-1

I have some text I need remove from a string, but I cannot use the normal Replace() because it is a timestamp that will always be changing.

Text to remove <09:35:40> (could be any time, but always the same format <HH:MM:SS>).

These time stamps could occur in multiple locations throughout a string, all need to be removed (replaced with "").

I've seen regular expressions used for similar applications on other posts, but I don't really understand them, so cannot validate which one to use for my use case here.

Edit: The < and > also need to be removed.

If feedback could be provided as to the -1, that would be great. Help me improve.

ApolloENG
  • 1
  • 2
  • Are there the starting character (<) and the ending one (>) as you show in your question, or tried emphasizing somehow the string to be eliminated? If so, are there some other strings between the two mentioned characters? I mean, not being needed to eliminate them... – FaneDuru Oct 03 '22 at 11:27
  • Hi FaneDuru, I dont quite understand your question, sorry. – ApolloENG Oct 03 '22 at 11:34
  • I mean, are there other strings between the mentioned characters, which must not be rplaced? As "", "1234>" etc. Should "<09:35:40>" be replaced, or only "09:35:40"? – FaneDuru Oct 03 '22 at 11:38
  • Thanks for explaining. "" Should be replaced with "" – ApolloENG Oct 03 '22 at 11:40
  • And no other strings between the mentioned characters, as the examples shown above (", "1234>" etc. )? – FaneDuru Oct 03 '22 at 11:46
  • The stuff between the timestamp is data from equipment: "Data from equipment" "Data from equipment" – ApolloENG Oct 03 '22 at 11:47

5 Answers5

1

You don't need regular expressions I don't think. What about:

Range("A:A").Replace "<??:??:??>", "", xlPart
  • Use Application.Trim() to deal with double spaces after replacement;
  • Range("A:A") is just my placeholder for whatever is your range-object.

* Request A *
From the entries below, pick out each line that contains the string "serval" and copy those lines.

* Data to process *

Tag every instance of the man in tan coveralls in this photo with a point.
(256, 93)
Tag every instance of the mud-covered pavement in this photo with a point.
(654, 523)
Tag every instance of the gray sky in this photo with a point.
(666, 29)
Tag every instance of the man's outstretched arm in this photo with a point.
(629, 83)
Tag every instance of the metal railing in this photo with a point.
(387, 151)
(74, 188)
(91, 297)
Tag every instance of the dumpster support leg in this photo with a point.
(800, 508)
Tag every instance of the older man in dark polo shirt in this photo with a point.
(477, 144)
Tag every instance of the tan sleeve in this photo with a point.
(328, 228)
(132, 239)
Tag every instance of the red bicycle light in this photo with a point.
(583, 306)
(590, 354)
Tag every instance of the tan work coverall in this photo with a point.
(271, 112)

--

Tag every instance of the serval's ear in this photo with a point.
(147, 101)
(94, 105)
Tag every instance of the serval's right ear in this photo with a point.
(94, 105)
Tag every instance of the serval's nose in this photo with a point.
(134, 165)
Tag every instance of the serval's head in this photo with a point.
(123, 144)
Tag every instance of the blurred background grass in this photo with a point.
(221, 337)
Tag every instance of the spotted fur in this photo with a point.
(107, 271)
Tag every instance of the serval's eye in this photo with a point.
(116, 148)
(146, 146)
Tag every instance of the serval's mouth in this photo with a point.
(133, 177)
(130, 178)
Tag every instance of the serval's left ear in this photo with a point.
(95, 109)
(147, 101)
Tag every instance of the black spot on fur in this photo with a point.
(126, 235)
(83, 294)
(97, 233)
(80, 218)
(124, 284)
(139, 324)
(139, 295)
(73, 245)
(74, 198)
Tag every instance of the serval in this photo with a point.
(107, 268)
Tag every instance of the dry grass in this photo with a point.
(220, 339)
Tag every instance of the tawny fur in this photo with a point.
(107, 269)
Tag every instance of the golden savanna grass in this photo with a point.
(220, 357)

---

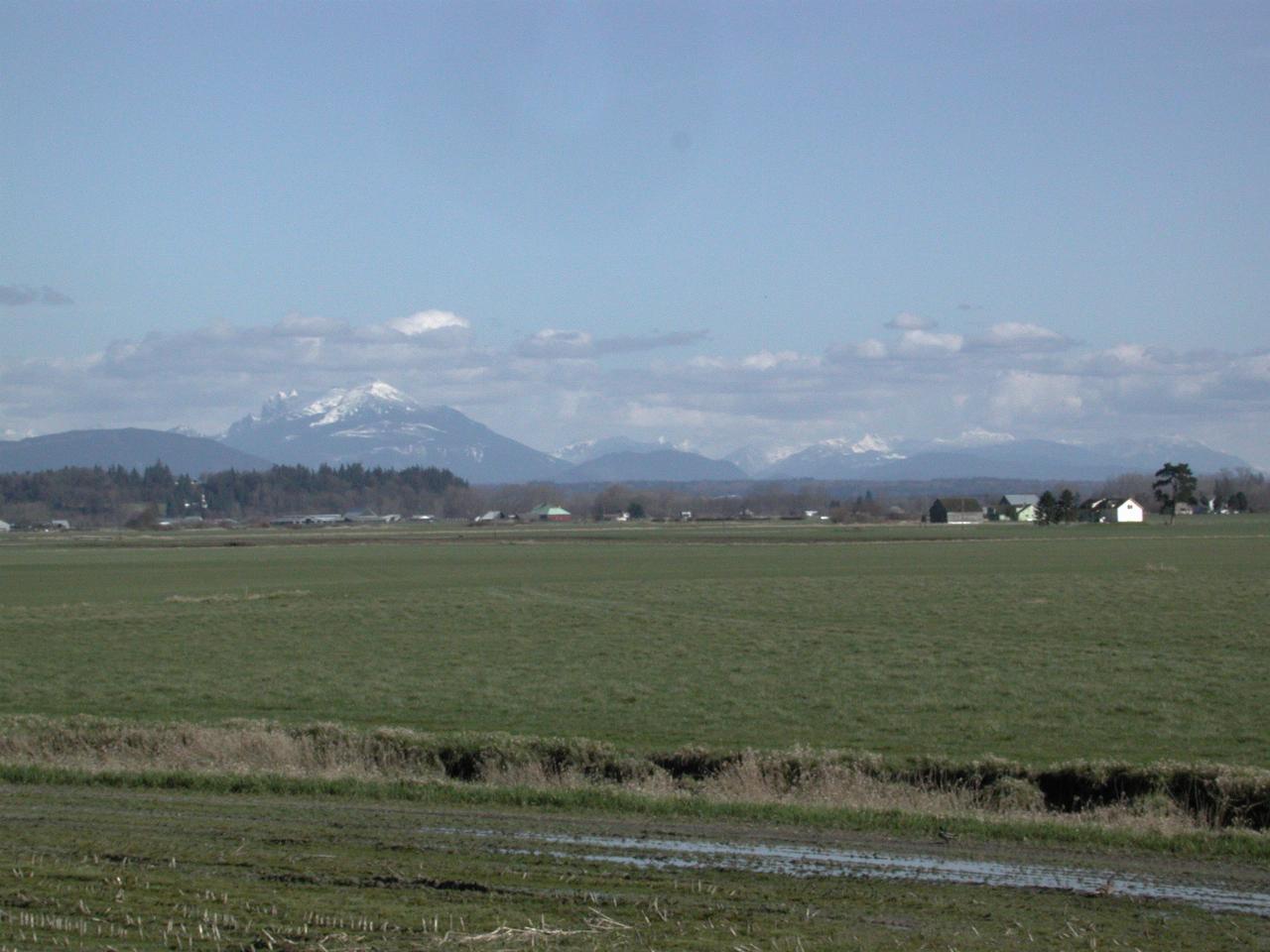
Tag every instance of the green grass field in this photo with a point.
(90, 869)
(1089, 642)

* Request B *
Return the entire forum thread on removing timestamps from a string, word for word.

* Worked solution A *
Tag every instance of the serval's ear in this photo with a point.
Tag every instance of the serval's right ear in this photo with a point.
Tag every instance of the serval's nose in this photo with a point.
Tag every instance of the serval's head in this photo with a point.
Tag every instance of the serval's eye in this photo with a point.
Tag every instance of the serval's mouth in this photo with a point.
Tag every instance of the serval's left ear in this photo with a point.
Tag every instance of the serval in this photo with a point.

* Worked solution B *
-1

I have some text I need remove from a string, but I cannot use the normal Replace() because it is a timestamp that will always be changing.

Text to remove <09:35:40> (could be any time, but always the same format <HH:MM:SS>).

These time stamps could occur in multiple locations throughout a string, all need to be removed (replaced with "").

I've seen regular expressions used for similar applications on other posts, but I don't really understand them, so cannot validate which one to use for my use case here.

Edit: The < and > also need to be removed.

If feedback could be provided as to the -1, that would be great. Help me improve.

ApolloENG
  • 1
  • 2
  • Are there the starting character (<) and the ending one (>) as you show in your question, or tried emphasizing somehow the string to be eliminated? If so, are there some other strings between the two mentioned characters? I mean, not being needed to eliminate them... – FaneDuru Oct 03 '22 at 11:27
  • Hi FaneDuru, I dont quite understand your question, sorry. – ApolloENG Oct 03 '22 at 11:34
  • I mean, are there other strings between the mentioned characters, which must not be rplaced? As "", "1234>" etc. Should "<09:35:40>" be replaced, or only "09:35:40"? – FaneDuru Oct 03 '22 at 11:38
  • Thanks for explaining. "" Should be replaced with "" – ApolloENG Oct 03 '22 at 11:40
  • And no other strings between the mentioned characters, as the examples shown above (", "1234>" etc. )? – FaneDuru Oct 03 '22 at 11:46
  • The stuff between the timestamp is data from equipment: "Data from equipment" "Data from equipment" – ApolloENG Oct 03 '22 at 11:47

5 Answers5

1

You don't need regular expressions I don't think. What about:

Range("A:A").Replace "<??:??:??>", "", xlPart
  • Use Application.Trim() to deal with double spaces after replacement;
  • Range("A:A") is just my placeholder for whatever is your range-object.